§ **Document excerpt**:
[start]

Re: RGW Multisite delete wierdness

Abhishek Lekshmanan <abhishek@xxxxxxxx> · Fri, 03 Jun 2016 11:16:12 +0200

Yehuda Sadeh-Weinraub writes:

> On Fri, Jun 3, 2016 at 1:28 AM, Abhishek Lekshmanan <abhishek@xxxxxxxx> wrote:
>>
>> Yehuda Sadeh-Weinraub writes:
>>
>>> On Thu, Jun 2, 2016 at 6:01 AM, Abhishek Lekshmanan <abhishek@xxxxxxxx> wrote:
>>>> [..]
>>>> Yehuda Sadeh-Weinraub writes:
>>>>>
>>>>> Yes, that would be a normal behaviour. The primary should not have
>>>>> concurrent sync operations on the same object if object has not
>>>>> completed previous sync operations. Looking at the log it really seems
>>>>> that we don't identify the concurrent sync operation on the same
>>>>> object. This should have been fixed by commit
>>>>> edea6d58dd25995bcc1ed4fc5be6f72ce4a6835a. Can you try to verify what
>>>>> went wrong there (whether can_do_op() returned true and why)?

[end]

§ **Data entries**:
[start]

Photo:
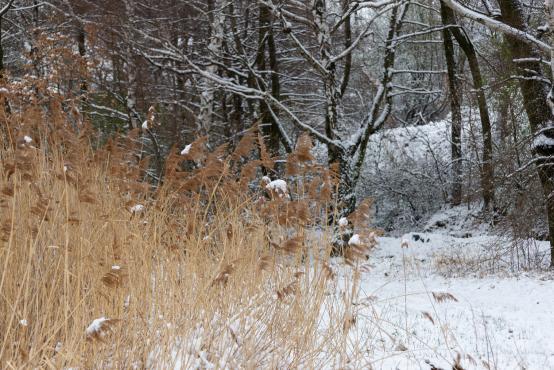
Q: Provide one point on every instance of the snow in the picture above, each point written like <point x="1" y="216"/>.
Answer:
<point x="96" y="326"/>
<point x="355" y="240"/>
<point x="186" y="150"/>
<point x="501" y="319"/>
<point x="137" y="208"/>
<point x="278" y="186"/>
<point x="542" y="141"/>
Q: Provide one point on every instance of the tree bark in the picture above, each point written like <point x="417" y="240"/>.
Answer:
<point x="455" y="111"/>
<point x="265" y="36"/>
<point x="487" y="170"/>
<point x="535" y="101"/>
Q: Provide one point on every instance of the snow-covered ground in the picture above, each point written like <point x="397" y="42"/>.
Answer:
<point x="420" y="307"/>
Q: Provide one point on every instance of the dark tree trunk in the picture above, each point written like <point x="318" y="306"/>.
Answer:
<point x="487" y="171"/>
<point x="456" y="128"/>
<point x="535" y="105"/>
<point x="265" y="36"/>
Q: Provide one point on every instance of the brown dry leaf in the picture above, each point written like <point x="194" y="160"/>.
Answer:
<point x="287" y="290"/>
<point x="428" y="316"/>
<point x="443" y="297"/>
<point x="100" y="328"/>
<point x="223" y="276"/>
<point x="114" y="278"/>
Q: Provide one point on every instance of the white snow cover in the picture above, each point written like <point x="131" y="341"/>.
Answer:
<point x="355" y="240"/>
<point x="96" y="326"/>
<point x="542" y="140"/>
<point x="186" y="150"/>
<point x="279" y="186"/>
<point x="137" y="208"/>
<point x="500" y="319"/>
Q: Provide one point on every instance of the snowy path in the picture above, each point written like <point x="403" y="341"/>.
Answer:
<point x="497" y="322"/>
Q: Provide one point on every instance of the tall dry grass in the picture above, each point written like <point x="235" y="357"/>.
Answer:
<point x="99" y="268"/>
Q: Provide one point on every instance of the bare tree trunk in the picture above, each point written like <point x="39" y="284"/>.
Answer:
<point x="456" y="127"/>
<point x="487" y="170"/>
<point x="131" y="100"/>
<point x="207" y="95"/>
<point x="265" y="36"/>
<point x="535" y="101"/>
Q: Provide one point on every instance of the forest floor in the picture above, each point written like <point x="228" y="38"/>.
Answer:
<point x="423" y="306"/>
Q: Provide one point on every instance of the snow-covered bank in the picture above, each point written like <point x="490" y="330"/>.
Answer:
<point x="410" y="315"/>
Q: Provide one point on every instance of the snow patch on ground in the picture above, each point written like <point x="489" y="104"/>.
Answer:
<point x="497" y="321"/>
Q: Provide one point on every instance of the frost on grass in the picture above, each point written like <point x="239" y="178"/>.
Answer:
<point x="186" y="150"/>
<point x="355" y="240"/>
<point x="99" y="328"/>
<point x="137" y="208"/>
<point x="278" y="187"/>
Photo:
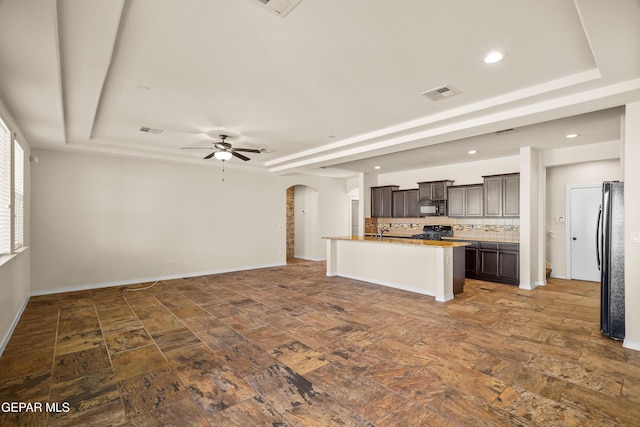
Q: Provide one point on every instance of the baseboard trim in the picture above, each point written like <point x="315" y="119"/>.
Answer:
<point x="149" y="279"/>
<point x="531" y="286"/>
<point x="7" y="337"/>
<point x="631" y="345"/>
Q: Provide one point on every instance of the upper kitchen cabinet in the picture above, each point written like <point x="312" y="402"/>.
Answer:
<point x="382" y="201"/>
<point x="465" y="201"/>
<point x="405" y="203"/>
<point x="433" y="190"/>
<point x="502" y="195"/>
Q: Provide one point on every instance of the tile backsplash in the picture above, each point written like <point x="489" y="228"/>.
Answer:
<point x="470" y="228"/>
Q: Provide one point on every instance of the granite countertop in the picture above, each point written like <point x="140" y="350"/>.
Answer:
<point x="401" y="241"/>
<point x="459" y="239"/>
<point x="483" y="239"/>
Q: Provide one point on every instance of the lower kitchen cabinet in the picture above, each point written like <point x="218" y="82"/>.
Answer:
<point x="494" y="262"/>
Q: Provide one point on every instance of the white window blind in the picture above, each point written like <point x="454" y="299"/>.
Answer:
<point x="18" y="194"/>
<point x="5" y="189"/>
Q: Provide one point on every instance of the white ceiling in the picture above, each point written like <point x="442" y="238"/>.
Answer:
<point x="334" y="84"/>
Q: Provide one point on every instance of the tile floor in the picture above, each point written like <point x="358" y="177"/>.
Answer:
<point x="289" y="346"/>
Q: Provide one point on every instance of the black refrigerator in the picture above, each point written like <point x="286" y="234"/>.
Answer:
<point x="610" y="250"/>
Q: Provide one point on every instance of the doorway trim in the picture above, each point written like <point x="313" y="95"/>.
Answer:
<point x="567" y="229"/>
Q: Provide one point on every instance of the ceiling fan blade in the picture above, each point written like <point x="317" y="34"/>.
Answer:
<point x="240" y="156"/>
<point x="247" y="150"/>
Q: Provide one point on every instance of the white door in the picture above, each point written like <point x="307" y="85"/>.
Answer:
<point x="584" y="205"/>
<point x="355" y="210"/>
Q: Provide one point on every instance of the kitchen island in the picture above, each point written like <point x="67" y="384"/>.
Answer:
<point x="428" y="267"/>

[end]

§ **Written problem 1**: In the RGW Multisite thread, which commit should have fixed the problem with concurrent sync operations on the same object?
§ **Written problem 2**: List every date and time given for a message in the RGW Multisite thread.

§ **Task answer 1**: Commit edea6d58dd25995bcc1ed4fc5be6f72ce4a6835a

§ **Task answer 2**:
- Fri, 03 Jun 2016 11:16:12 +0200
- Fri, Jun 3, 2016 at 1:28 AM
- Thu, Jun 2, 2016 at 6:01 AM